In regard to end of year, I found the following on the web a few years back.
The last section, “The Solution,” is how I do it and it works like a charm
(but I have a very small business with very few transactions). Easy-peasy
— Jesse Ayers
GnuCash and End of Year
Posted on 22 August 11
<http://www.gssezisoft.com/main/2011/08/gnucash-and-end-of-year/> by Greg
<http://www.gssezisoft.com/main/author/greg/>
Lots of people want to start a new GnuCash file for a new year. Well, here’s
how it is done.
Introduction
GnuCash is a free accounting package based on double-entry bookkeeping.
It supports multiple accounting files (so you can have multiple businesses) but
you can also have a separate file for each financial year of the business.
If you do use a new file for each year, each year you need to create a new file
with the same account structure (Chart of Accounts) and with a new set of
opening balances. The way to do this is not as obvious as it should be.

● Brief
Copy out the GnuCash year-end post above again, word for word, from start to finish.

● Provided material
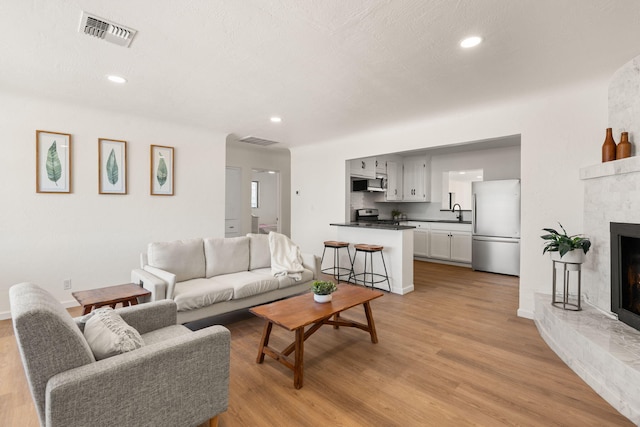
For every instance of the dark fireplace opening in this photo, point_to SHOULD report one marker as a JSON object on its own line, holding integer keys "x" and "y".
{"x": 625, "y": 272}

● Result
In regard to end of year, I found the following on the web a few years back.
The last section, “The Solution,” is how I do it and it works like a charm
(but I have a very small business with very few transactions). Easy-peasy
— Jesse Ayers
GnuCash and End of Year
Posted on 22 August 11
<http://www.gssezisoft.com/main/2011/08/gnucash-and-end-of-year/> by Greg
<http://www.gssezisoft.com/main/author/greg/>
Lots of people want to start a new GnuCash file for a new year. Well, here’s
how it is done.
Introduction
GnuCash is a free accounting package based on double-entry bookkeeping.
It supports multiple accounting files (so you can have multiple businesses) but
you can also have a separate file for each financial year of the business.
If you do use a new file for each year, each year you need to create a new file
with the same account structure (Chart of Accounts) and with a new set of
opening balances. The way to do this is not as obvious as it should be.